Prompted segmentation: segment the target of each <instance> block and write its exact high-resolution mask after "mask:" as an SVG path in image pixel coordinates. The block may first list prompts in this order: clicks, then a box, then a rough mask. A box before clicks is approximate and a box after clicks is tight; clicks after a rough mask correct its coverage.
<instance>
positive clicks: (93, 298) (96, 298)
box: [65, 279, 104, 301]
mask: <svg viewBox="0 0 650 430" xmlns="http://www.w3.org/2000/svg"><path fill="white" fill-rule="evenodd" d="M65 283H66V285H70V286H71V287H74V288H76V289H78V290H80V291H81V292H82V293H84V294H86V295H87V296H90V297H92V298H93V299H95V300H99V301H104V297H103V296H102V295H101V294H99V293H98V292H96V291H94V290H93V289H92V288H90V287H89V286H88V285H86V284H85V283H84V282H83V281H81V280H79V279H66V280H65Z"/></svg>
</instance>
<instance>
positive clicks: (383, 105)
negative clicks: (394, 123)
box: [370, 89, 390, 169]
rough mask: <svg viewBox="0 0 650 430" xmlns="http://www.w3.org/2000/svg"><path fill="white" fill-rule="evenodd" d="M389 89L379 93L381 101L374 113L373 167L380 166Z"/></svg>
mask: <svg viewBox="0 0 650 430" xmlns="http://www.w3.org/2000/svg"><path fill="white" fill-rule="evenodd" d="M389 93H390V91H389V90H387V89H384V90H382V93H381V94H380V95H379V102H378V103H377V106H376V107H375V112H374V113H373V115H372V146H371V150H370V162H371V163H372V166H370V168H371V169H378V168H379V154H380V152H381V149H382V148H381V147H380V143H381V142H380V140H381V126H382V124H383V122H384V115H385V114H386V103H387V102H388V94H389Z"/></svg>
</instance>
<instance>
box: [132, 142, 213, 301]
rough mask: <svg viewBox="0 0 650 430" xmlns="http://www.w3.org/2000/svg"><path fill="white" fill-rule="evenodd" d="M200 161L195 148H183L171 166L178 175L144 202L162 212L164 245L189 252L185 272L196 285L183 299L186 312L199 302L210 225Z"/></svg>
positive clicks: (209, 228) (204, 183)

———

Problem description: Please reproduce all of the lines above without changing a single character.

Answer to the exercise:
Prompted segmentation: segment the target of each <instance> block and write its exact high-resolution mask after "mask:" as an SVG path in image pixel coordinates. The block may first list prompts in this order: clicks, then a box, then a rough mask. A box before clicks is approximate and a box after clicks is tight; clicks after a rough mask correct its coverage.
<instance>
positive clicks: (93, 298) (96, 298)
box: [65, 279, 104, 301]
mask: <svg viewBox="0 0 650 430" xmlns="http://www.w3.org/2000/svg"><path fill="white" fill-rule="evenodd" d="M65 283H66V285H70V286H71V287H74V288H76V289H78V290H80V291H81V292H82V293H84V294H86V295H87V296H90V297H92V298H93V299H95V300H99V301H104V297H103V296H102V295H101V294H99V293H98V292H96V291H94V290H93V289H92V288H90V287H89V286H88V285H86V284H85V283H84V282H83V281H81V280H79V279H66V280H65Z"/></svg>
</instance>
<instance>
positive clicks: (383, 105)
negative clicks: (394, 123)
box: [370, 89, 390, 169]
rough mask: <svg viewBox="0 0 650 430" xmlns="http://www.w3.org/2000/svg"><path fill="white" fill-rule="evenodd" d="M389 89L379 93L381 101L374 113L373 167L380 166Z"/></svg>
mask: <svg viewBox="0 0 650 430" xmlns="http://www.w3.org/2000/svg"><path fill="white" fill-rule="evenodd" d="M389 93H390V91H389V90H387V89H384V90H382V93H381V94H380V95H379V102H378V103H377V106H376V107H375V112H374V113H373V115H372V146H371V150H370V162H371V163H372V166H370V168H371V169H378V168H379V154H380V152H381V149H382V148H381V147H380V143H381V142H380V140H381V126H382V124H383V122H384V115H385V114H386V103H387V102H388V94H389Z"/></svg>
</instance>
<instance>
box: [132, 142, 213, 301]
rough mask: <svg viewBox="0 0 650 430" xmlns="http://www.w3.org/2000/svg"><path fill="white" fill-rule="evenodd" d="M200 161L195 148H183L171 166L178 175L144 202L162 212L164 245L189 252L185 272L196 285L183 299L186 312L199 302L210 225Z"/></svg>
positive clicks: (209, 228) (204, 183)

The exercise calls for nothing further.